---------- Excerto ----------

Eugénia ouve-lhe os passos, primeiro, depois a respiração e o cheiro do perfume barato escondido pelo suor do mar. Tó Fateixa encosta a mão na parede da casa e sente-a quente, o branco da cal lembrando o dia passado longe da terra. Vê a porta e pára antes do primeiro passo. Estranha a porta assim, escancarada madrugada adentro, um convite à maldade dos homens.

(onde está a mulher? Mulher, onde estás?)

Mas a casa quieta, um sossego de silêncio preso nas redes e no lodo. Tó Fateixa é homem de mar, conhece a calma antes da tempestade, este silêncio que lhe aguça os sentidos. Só que Tó Fateixa não quer acreditar. Esta é a sua casa, o seu lugar, a mulher que é também sua, a dona do coração sem corpo. Vai devagar, mas quando dá o passo que o traz dentro da casa

(a sua casa. Lembra-se da noite primeira, o casamento e o cheiro de Eugénia a redes e conchas e nesse instante talvez Tó tenha dito de si para si talvez seja isto o amor.)

quando dá o passo que o traz dentro da casa é tarde demais. A porta já não tem segredos, corre para ele com um estrondo. O vidro e o ferro invadem-lhe a pele numa desilusão de sentidos. Tó Fateixa ainda vai a tempo de escutar a gargalhada de Eugénia que chora.

(filha da puta, que me matas!)

Lá fora é madrugada ainda e é ainda o silêncio. Mas Eugénia só coração.

terça-feira, agosto 4

Retrato de um coração

Ontem choveu. E porque ontem choveu, vejo daqui o campo transpirando verde. O vapor na lonjura é o hálito da madrugada, o campo que canta alvoradas de silêncio.

Vejo daqui o campo e vejo que ontem choveu porque não chove já. Ao fundo, na linha do céu, o campo fita-me na quietude dos moinhos sem vento. Está tão sossegado o ar que se Quixote aqui estivesse não teria com quem lutar. Só o verde do campo me anuncia as lágrimas escorridas das nuvens. Olho este verde e lembro que outrora esta terra foi minha, que aqui encontrei o amor, que neste lugar foi que para sempre esqueci o medo. Que foi este o lugar do incêndio, o lugar do fogo que apagou o verde. Não este, mas outro, feito de ventos saltando por cima das árvores, feito de gritos caídos do céu sem lágrimas.

Só que esse tempo passou. E agora apenas este verde calmo e ao centro do verde o vermelho que se vê de noite, um ribeiro que nunca se confunde com o céu. É o meu sangue. Ficou do coração que um dia morreu sobre este campo. Depois do medo para sempre esquecido, depois do verde para sempre apagado pelo fogo.

----------

- **Lista de atividades**
[1] Indique todas as cores nomeadas no excerto.
[2] Prossiga o texto sobre o campo depois da chuva a partir da última frase do excerto.

---------- Dados extraídos ----------

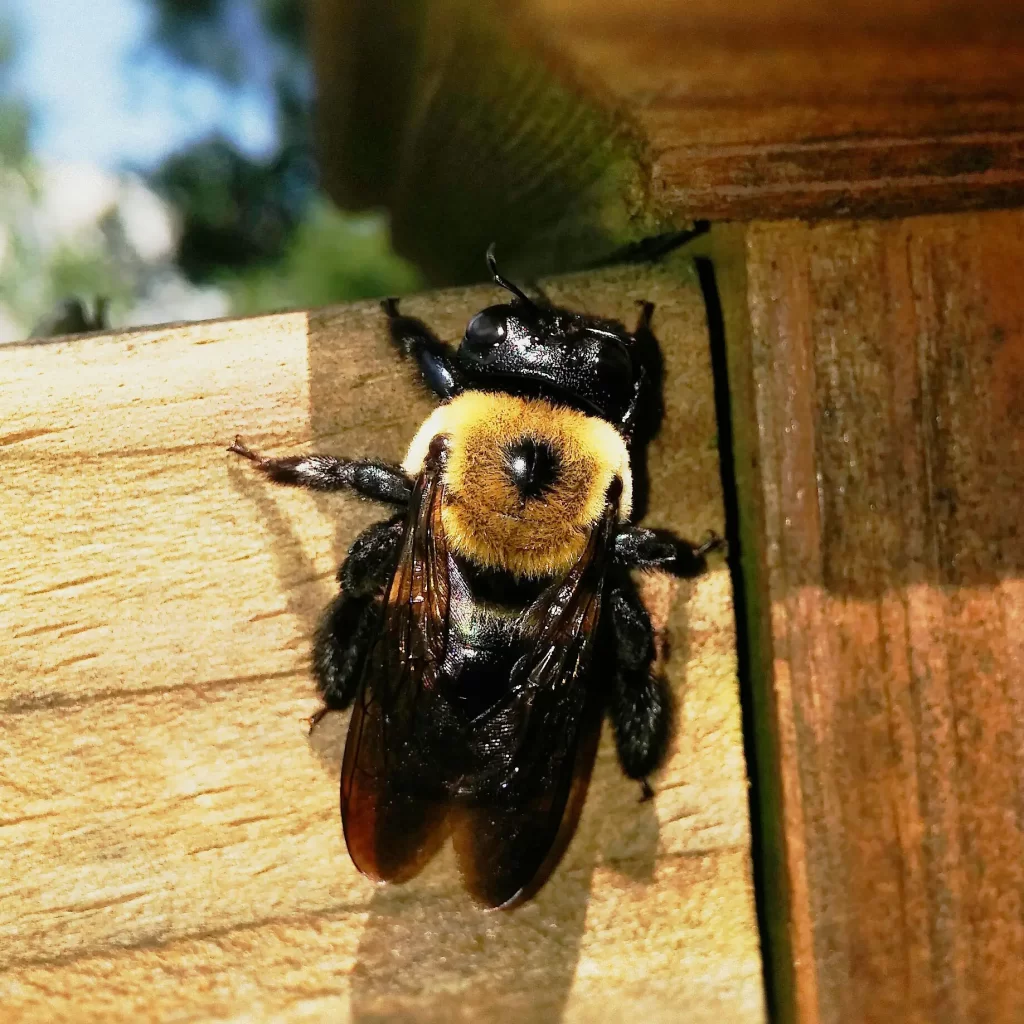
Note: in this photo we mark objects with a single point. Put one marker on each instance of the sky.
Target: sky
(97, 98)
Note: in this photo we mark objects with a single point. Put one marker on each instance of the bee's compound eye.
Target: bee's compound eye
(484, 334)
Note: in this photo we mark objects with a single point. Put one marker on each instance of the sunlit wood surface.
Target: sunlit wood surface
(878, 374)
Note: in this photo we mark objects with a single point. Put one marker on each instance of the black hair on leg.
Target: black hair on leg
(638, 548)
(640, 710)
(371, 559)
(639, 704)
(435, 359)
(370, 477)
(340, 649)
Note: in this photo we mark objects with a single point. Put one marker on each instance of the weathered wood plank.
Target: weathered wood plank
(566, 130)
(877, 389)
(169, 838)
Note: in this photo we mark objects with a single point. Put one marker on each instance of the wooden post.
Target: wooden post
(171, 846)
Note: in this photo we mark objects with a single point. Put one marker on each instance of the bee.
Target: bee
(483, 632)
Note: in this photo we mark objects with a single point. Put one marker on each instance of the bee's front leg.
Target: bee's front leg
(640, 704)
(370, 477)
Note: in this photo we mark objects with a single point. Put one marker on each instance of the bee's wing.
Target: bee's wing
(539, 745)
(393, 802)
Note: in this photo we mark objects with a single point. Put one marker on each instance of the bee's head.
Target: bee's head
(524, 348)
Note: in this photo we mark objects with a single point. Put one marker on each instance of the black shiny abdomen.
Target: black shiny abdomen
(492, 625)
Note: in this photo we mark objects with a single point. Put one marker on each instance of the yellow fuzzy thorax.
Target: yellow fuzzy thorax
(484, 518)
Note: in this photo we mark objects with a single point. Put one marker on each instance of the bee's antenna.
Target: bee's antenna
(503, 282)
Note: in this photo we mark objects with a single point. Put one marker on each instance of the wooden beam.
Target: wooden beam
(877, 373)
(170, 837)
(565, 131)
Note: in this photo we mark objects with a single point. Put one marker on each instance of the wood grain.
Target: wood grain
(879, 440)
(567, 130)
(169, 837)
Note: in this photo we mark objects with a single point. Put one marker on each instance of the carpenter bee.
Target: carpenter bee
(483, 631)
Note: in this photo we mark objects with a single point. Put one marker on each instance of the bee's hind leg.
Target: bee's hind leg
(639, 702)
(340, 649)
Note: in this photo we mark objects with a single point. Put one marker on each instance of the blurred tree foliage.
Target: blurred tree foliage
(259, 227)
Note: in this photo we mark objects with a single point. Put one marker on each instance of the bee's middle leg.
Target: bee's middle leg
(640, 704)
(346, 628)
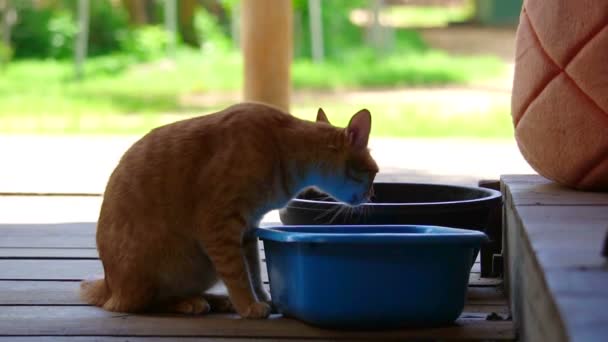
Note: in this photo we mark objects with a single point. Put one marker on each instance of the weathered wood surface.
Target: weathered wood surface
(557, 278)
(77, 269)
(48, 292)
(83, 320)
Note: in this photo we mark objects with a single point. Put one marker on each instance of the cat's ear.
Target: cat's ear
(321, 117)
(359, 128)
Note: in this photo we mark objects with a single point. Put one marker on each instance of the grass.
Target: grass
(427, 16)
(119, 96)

----------
---------- Dados extraídos ----------

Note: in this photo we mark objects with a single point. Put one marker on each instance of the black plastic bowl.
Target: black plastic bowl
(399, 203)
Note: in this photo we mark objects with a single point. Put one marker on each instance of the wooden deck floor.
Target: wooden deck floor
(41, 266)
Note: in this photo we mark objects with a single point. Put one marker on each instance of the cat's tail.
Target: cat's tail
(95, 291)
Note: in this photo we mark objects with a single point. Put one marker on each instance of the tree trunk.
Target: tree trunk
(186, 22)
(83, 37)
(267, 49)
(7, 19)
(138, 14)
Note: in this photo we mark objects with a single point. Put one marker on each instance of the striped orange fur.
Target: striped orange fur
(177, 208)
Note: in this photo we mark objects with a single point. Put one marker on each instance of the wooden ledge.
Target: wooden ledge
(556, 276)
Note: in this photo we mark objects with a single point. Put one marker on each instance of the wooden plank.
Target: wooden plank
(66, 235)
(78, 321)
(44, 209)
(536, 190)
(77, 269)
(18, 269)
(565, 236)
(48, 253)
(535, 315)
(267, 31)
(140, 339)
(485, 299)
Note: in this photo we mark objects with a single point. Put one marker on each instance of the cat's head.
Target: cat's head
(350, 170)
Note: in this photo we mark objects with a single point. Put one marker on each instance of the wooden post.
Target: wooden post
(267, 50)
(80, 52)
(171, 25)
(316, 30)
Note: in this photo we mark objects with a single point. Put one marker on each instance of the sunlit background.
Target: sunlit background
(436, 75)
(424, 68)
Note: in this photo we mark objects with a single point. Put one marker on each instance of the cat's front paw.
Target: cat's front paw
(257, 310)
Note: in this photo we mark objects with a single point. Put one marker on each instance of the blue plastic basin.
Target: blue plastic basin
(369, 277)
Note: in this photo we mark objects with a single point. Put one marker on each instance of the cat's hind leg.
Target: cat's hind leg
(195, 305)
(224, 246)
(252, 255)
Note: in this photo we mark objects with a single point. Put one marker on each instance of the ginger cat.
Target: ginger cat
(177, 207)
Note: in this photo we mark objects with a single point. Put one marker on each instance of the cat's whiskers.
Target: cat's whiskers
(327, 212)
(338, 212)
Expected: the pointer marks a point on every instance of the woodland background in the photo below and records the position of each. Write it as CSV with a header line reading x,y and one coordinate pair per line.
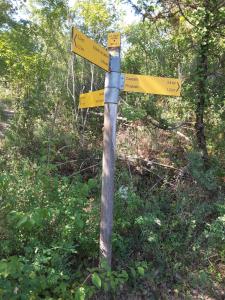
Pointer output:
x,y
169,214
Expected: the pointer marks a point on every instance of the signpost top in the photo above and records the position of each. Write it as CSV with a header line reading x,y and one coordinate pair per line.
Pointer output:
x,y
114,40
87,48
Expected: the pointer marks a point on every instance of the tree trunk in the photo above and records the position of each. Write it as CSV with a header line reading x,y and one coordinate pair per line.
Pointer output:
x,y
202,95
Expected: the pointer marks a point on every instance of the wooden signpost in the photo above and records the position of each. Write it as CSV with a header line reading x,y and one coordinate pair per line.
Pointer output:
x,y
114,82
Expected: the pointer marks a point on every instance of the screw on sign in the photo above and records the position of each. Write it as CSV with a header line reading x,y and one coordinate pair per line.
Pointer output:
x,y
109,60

----------

- **Respostas**
[1] Branco, verde e vermelho.

[2]
Olho o campo e do fundo do campo vem a voz. Vem o grito que faz nascer o sol. É a voz da mulher que passa e grita que é louca e diz que importa que ontem tenha chovido. Chega perto da janela e o vestido amarelo colado nas coxas desperta o desejo de me ver enfim sem o fogo que apagou o verde. A voz tem o cabelo agarrado à face pela água que ontem escorreu como lágrima. E grita e volta a gritar que importa que tenha chovido, que importa o fogo, para que quer o universo saber do rio de sangue correndo onde outrora havia um coração. A voz ri alto e ri à gargalhada e da janela vejo o sol inchar como se prendesse a respiração. A mulher cola-me a face às coxas e o cheiro do sexo levanta o vapor da madrugada. O verde perde-se no amarelo vivo que vem do sol e se despenha no vestido da mulher. A voz. O incêndio. A chuva. Que importa todo este silêncio?

(o meu coração onde está? não o encontro nas coxas da mulher e o rio correndo vermelho ainda por cima do verde apagado pelo fogo.)

(o coração que morra, deixá-lo morrer!)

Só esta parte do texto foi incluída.